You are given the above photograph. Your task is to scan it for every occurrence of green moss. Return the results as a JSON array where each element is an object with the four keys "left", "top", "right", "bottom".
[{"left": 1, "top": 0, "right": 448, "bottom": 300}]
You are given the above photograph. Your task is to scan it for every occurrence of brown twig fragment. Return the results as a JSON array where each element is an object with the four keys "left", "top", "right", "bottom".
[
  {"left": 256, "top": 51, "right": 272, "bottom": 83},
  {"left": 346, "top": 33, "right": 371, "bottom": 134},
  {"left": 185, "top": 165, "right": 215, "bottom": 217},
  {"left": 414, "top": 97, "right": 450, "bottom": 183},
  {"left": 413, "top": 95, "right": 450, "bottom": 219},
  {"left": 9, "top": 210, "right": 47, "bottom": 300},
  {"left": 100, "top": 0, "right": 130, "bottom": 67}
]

※

=== The task ===
Type out the entries once more, precisely.

=== Answer for this exercise ===
You are given the above photograph. Your task is to scan it for every occurrence of green moss. Return the results as a JSON array where each element is an object with the four keys "left", "top", "right", "bottom".
[{"left": 1, "top": 0, "right": 448, "bottom": 300}]
You are given the above photograph. Your task is to scan it for every occurrence of brown twig fragment. Return the results as a JSON array where each element is an object with the four keys "left", "top", "right", "bottom".
[
  {"left": 256, "top": 51, "right": 272, "bottom": 83},
  {"left": 346, "top": 33, "right": 371, "bottom": 134},
  {"left": 185, "top": 165, "right": 215, "bottom": 217},
  {"left": 414, "top": 97, "right": 450, "bottom": 183},
  {"left": 413, "top": 95, "right": 450, "bottom": 219},
  {"left": 9, "top": 210, "right": 47, "bottom": 300},
  {"left": 100, "top": 0, "right": 130, "bottom": 67}
]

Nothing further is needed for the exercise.